* Task statement *
Rewrite in full the stretch below from the line that contains "Can you see the deep" through the line that contains "x=376, y=254", and give only those lines. Raise each coordinate in the answers by 100.

[Data records]

____________________

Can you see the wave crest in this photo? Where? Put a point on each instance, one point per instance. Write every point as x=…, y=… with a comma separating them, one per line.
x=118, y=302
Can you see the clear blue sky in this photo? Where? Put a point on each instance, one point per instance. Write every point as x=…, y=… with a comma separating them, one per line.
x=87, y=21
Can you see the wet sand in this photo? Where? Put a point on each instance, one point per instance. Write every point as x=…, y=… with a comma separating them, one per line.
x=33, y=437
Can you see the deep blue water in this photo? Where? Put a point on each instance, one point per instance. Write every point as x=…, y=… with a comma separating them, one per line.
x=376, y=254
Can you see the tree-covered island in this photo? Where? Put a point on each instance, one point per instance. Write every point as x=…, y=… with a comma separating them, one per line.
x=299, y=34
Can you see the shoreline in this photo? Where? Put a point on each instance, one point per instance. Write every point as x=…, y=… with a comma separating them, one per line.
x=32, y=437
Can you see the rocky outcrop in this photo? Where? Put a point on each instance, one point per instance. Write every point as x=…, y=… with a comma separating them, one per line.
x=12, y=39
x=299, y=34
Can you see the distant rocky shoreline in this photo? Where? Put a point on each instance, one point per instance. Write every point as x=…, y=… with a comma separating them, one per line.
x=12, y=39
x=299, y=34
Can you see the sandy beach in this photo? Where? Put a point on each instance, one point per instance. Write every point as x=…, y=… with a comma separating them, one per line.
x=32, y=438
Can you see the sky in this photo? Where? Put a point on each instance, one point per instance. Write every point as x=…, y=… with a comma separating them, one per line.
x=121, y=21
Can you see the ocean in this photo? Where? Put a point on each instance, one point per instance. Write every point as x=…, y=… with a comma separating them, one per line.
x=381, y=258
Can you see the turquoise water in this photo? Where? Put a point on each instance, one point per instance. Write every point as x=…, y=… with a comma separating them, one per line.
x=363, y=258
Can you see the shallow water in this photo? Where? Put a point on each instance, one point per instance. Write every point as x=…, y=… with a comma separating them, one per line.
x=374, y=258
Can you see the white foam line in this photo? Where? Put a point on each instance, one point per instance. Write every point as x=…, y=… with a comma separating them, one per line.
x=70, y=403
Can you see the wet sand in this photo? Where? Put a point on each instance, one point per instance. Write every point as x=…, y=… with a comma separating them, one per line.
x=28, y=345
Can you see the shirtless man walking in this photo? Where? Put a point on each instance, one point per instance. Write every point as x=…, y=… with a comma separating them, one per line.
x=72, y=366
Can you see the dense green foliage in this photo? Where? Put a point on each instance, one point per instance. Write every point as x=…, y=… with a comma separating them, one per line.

____________________

* Written answer *
Can you see the deep blue water in this photo? Where? Put a point on each instance, one point per instance. Write every point as x=…, y=… with a comma separating them, one per line.
x=476, y=354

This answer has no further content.